An image-free, word-for-word version of the records below is to be returned.

########################################

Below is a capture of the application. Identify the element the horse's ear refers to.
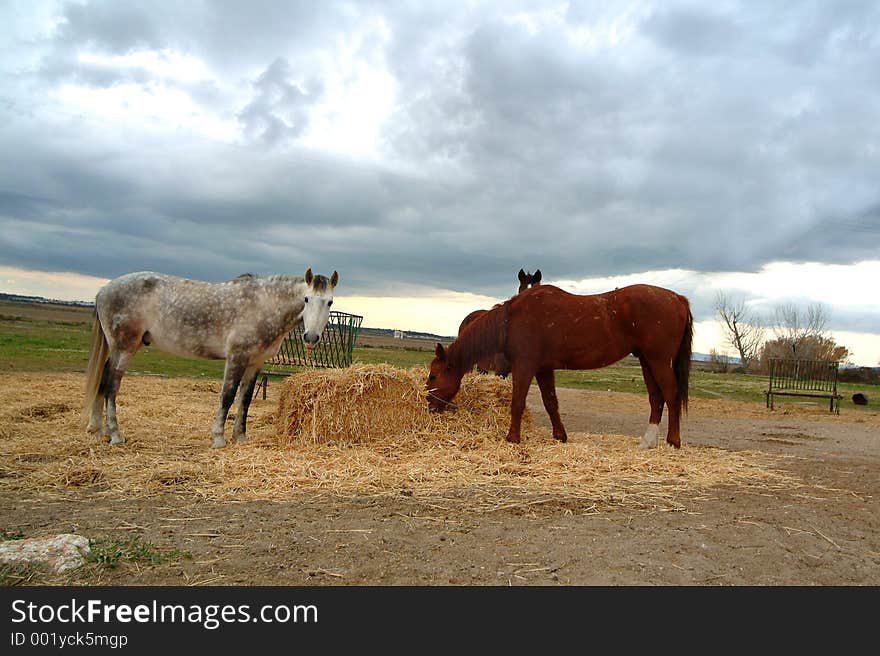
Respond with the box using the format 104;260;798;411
330;271;339;288
518;268;526;282
304;268;313;286
435;343;446;361
533;269;542;284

########################################

▶ [Exercise response]:
Below is a capture of the application. Identify the element the horse's ear refers to.
Respond with the box using the format 104;260;798;411
330;271;339;288
518;268;526;282
304;268;313;286
435;343;446;361
533;269;542;284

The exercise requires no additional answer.